**Requirements**:
Copy the items between the lines holding "tail feather occupies." and "[7,0,635,360]", inclusive, substituting "coarse bark" for "rough bark" and leaving everything else unchanged.

**Supplied records**:
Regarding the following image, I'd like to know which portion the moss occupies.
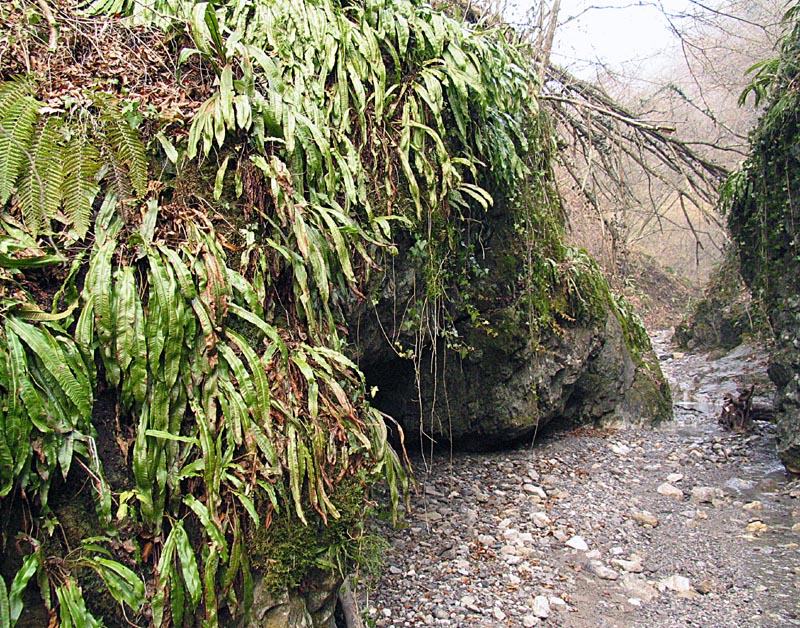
[250,478,385,593]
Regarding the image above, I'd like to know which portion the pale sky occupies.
[507,0,688,75]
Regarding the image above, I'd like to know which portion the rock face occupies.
[354,292,671,450]
[350,216,672,450]
[239,572,342,628]
[769,296,800,473]
[726,68,800,473]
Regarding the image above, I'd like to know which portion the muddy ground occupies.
[359,332,800,628]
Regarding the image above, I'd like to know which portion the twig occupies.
[339,578,364,628]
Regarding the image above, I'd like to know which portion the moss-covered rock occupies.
[351,181,672,449]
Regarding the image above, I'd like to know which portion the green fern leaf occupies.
[101,103,148,196]
[19,116,64,236]
[61,133,100,238]
[0,95,39,206]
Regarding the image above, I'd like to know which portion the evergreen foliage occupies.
[0,0,641,626]
[721,3,800,309]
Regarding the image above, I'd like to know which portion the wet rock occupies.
[631,510,658,528]
[589,560,619,580]
[531,595,550,619]
[692,486,725,504]
[564,536,589,552]
[656,482,683,499]
[611,554,644,573]
[620,573,658,602]
[656,574,692,593]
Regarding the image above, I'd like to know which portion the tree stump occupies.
[718,384,755,432]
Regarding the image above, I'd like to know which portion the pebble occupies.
[564,536,589,552]
[744,520,768,536]
[359,332,800,628]
[656,575,692,593]
[656,482,683,499]
[631,510,658,528]
[692,486,724,504]
[531,595,550,619]
[589,560,619,580]
[611,554,644,573]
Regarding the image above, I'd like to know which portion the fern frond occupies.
[61,133,100,238]
[19,116,64,236]
[101,102,148,196]
[0,95,39,206]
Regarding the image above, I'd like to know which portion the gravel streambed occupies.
[358,334,800,628]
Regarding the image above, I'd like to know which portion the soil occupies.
[359,332,800,628]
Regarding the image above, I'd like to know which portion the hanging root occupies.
[339,578,364,628]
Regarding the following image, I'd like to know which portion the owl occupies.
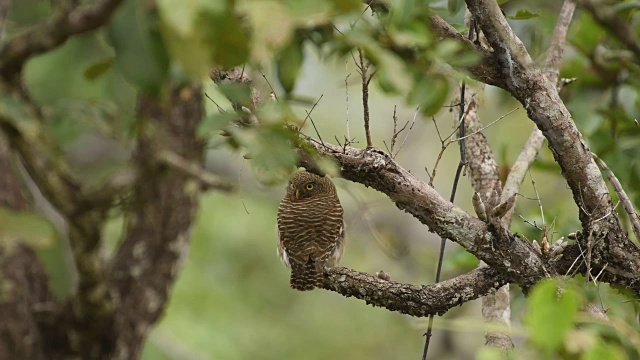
[278,171,345,291]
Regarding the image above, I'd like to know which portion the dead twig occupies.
[591,153,640,241]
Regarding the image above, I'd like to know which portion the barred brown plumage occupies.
[278,171,345,291]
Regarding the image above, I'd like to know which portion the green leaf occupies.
[407,75,449,116]
[234,124,296,184]
[525,280,581,353]
[0,207,57,249]
[109,1,169,94]
[507,10,540,20]
[238,0,295,63]
[196,112,238,139]
[276,38,304,93]
[196,9,251,68]
[84,57,115,80]
[447,0,464,15]
[330,0,362,13]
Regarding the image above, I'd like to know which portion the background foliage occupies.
[3,0,640,359]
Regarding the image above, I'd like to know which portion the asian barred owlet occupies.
[278,171,345,291]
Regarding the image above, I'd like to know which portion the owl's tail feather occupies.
[291,259,323,291]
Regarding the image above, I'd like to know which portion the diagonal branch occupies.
[458,83,513,349]
[466,0,640,272]
[322,267,507,317]
[501,0,576,227]
[0,0,123,78]
[300,137,549,289]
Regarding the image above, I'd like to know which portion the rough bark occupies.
[110,86,204,359]
[323,267,506,317]
[0,131,51,360]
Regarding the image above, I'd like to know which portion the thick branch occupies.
[322,267,507,317]
[0,0,122,78]
[0,130,51,359]
[501,0,576,222]
[457,85,513,349]
[301,138,548,289]
[110,85,204,359]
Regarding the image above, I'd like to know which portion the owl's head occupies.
[287,170,336,200]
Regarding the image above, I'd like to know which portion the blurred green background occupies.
[7,0,635,360]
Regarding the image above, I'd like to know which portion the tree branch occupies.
[300,137,549,289]
[501,0,576,227]
[0,130,52,359]
[456,84,513,349]
[109,85,205,359]
[466,0,640,273]
[322,267,507,317]
[0,0,123,79]
[578,0,640,61]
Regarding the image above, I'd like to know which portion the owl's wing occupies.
[276,224,291,267]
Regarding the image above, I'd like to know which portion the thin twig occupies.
[591,153,640,241]
[344,61,351,139]
[453,107,520,141]
[529,170,547,227]
[305,110,327,148]
[393,106,420,158]
[204,93,227,113]
[422,81,466,360]
[258,70,278,100]
[358,49,375,148]
[298,94,324,131]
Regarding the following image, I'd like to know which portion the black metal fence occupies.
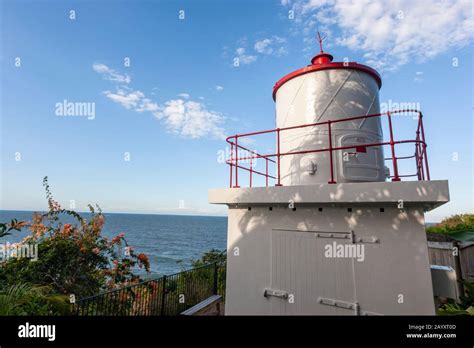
[76,263,225,316]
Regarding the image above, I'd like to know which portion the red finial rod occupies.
[318,31,327,53]
[311,31,333,65]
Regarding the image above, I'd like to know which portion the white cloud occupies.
[93,64,225,139]
[254,39,273,54]
[235,47,257,65]
[154,99,225,139]
[254,35,287,56]
[92,63,132,84]
[104,89,145,109]
[284,0,474,70]
[413,71,423,82]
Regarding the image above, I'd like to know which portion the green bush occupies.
[0,177,150,315]
[426,214,474,234]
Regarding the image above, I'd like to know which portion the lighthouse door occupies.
[267,229,355,315]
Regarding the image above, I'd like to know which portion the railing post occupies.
[415,129,421,180]
[229,143,234,188]
[387,111,400,181]
[234,135,240,188]
[212,262,218,295]
[265,157,268,187]
[160,275,166,316]
[328,120,336,184]
[275,128,282,186]
[250,155,253,187]
[420,112,430,180]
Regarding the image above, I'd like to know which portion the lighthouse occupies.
[209,34,449,315]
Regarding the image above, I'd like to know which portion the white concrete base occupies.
[209,181,449,315]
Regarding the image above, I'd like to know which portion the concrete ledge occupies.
[209,180,449,211]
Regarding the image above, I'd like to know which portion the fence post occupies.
[161,275,166,316]
[212,262,218,295]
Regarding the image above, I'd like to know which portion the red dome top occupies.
[273,33,382,100]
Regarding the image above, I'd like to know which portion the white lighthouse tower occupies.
[209,38,449,315]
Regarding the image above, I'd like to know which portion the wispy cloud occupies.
[235,47,257,65]
[93,64,225,139]
[231,35,288,66]
[153,99,225,139]
[254,35,287,56]
[282,0,474,70]
[103,88,145,109]
[92,63,132,84]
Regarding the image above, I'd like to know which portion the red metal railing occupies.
[226,109,430,187]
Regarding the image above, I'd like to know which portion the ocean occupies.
[0,210,227,276]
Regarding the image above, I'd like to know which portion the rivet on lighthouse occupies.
[209,33,449,315]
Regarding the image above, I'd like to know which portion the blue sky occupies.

**Reply to the exercise**:
Regarding the image above, I'd like to know which portion the owl's tail feather occupies.
[291,259,323,291]
Regarding the image above, I'd like to know which portion the diagonal branch occupies.
[458,83,513,349]
[466,0,640,272]
[322,267,507,317]
[501,0,576,227]
[0,0,123,78]
[300,137,549,289]
Regarding the image above, I'd like to know which portion the coarse bark occupies.
[110,86,204,359]
[323,267,506,317]
[0,131,51,360]
Regarding the image above, I'd like to know which portion the thick branch occupies.
[322,267,507,317]
[0,0,122,78]
[0,130,51,359]
[501,0,576,222]
[457,85,513,349]
[301,138,548,289]
[110,85,204,359]
Regarding the image above, I'd like to know which portion the owl's head occupies.
[287,170,336,200]
Regarding the image above, I'd like to know which portion the blurred green background occupies.
[7,0,635,360]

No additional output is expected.